### PÁGINA
# # # #

La Tifanny’s de la Jiménez
En la Avenida Jiménez, en el centro de Bogotá, funciona la joyería más grande del mundo, como la famosa Tiffany de Nueva York, pero sin puertas. Sin embargo, el comercio de gemas ya no tiene el esplendor de antaño. Los guaqueros dicen que escasean las esmeraldas ‘gotas de aceite’, las más puras y valiosas del mercado, como lo atestiguan los personajes de esta crónica.
Texto y fotos: José Gregorio Pérez
Antes de salir de su casa en el occidente de Bogotá, Virgilio se arrodilla ante un altar de la Virgen del Carmen –la patrona de los esmeralderos–, que tiene en su habitación y celebra un ritual que dura unos minutos. Gámez hace la señal de la Cruz en su frente y le ofrece dos sobres en los que lleva envueltos un lote de 25 esmeraldas. En una mesa reposan un crucifijo, una estampa de la Virgen de Chiquinquirá y la imagen de la Virgen del Carmen, en cuya base dos esmeraldas del tamaño de una papa resplandecen con la luz del pabilo de una veladora encendida.
Cuando Virgilio Gámez habla de las esmeraldas que vende a diario, sus ojos se iluminan como si en ellos estuviera impregnado el misterio que rodea a las piedras preciosas comercializadas en la Avenida Jiménez: “Esta es la única zona de Latinoamérica donde las esmeraldas se venden en la calle, en un mercado al aire libre, sin regulaciones ni protocolos. Las consigue también en las joyerías, pero todo empieza en los andenes de la Jiménez”.
Gámez es un guaquero, como se conoce a quienes ingresan a las minas para buscar esmeraldas por su propia cuenta o quienes alquilan su fuerza de trabajo a las empresas que explotan las minas. A finales de los años 70 llegó a Coscuez, un municipio boyacense conocido por la calidad de las esmeraldas. Armado solo con un pico, una pala y una linterna, golpeó durante 25 años las paredes de los socavones y extrajo lotes de esmeraldas que, con la venta, le permitieron independizarse y escalar en la actividad comercial de las ‘piedras verdes’.
Luego de su oración matutina, Gámez toma una de las gemas que están en la base de la imagen religiosa, hace la señal de la Cruz con ella, y la coloca encima de tres sobres que deposita en un bolsillo de su saco. Minutos después sale de su casa en su vehículo que lo traslada hasta la Avenida Jiménez con carrera 5ª. Una vez llega al sector se detiene en uno de los andenes, mientras espera la llegada de un comprador para sus 25 piedras, que pesan tres quilates.
“Las gemas llegan de las minas y aquí se venden a comisionistas, talladores y extranjeros, sobre todo los japoneses, ellos son los que más compran esmeraldas colombianas”.
El guaquero saca del bolsillo uno de los tres sobres; sus dedos desdoblan lentamente los pliegues del papel. En el fondo saltan varias piedras de un verde intenso y variedad de tamaños. Las separa y las acomoda sobre el papel, para que los potenciales compradores las aprecien.

# # # #

### DATOS PROPORCIONADOS
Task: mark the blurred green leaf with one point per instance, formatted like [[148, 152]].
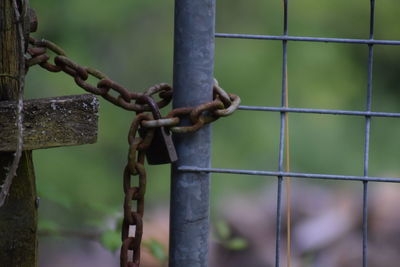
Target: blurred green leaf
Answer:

# # # #

### INSTRUCCIONES Y REQUISITOS
Transcriba sin alteraciones el fragmento de la crónica sobre las esmeraldas de la Avenida Jiménez comprendido entre "Gámez es un" y "las ‘piedras verdes’.", ambos incluidos.

### RESULTADO OBTENIDO
Gámez es un guaquero, como se conoce a quienes ingresan a las minas para buscar esmeraldas por su propia cuenta o quienes alquilan su fuerza de trabajo a las empresas que explotan las minas. A finales de los años 70 llegó a Coscuez, un municipio boyacense conocido por la calidad de las esmeraldas. Armado solo con un pico, una pala y una linterna, golpeó durante 25 años las paredes de los socavones y extrajo lotes de esmeraldas que, con la venta, le permitieron independizarse y escalar en la actividad comercial de las ‘piedras verdes’.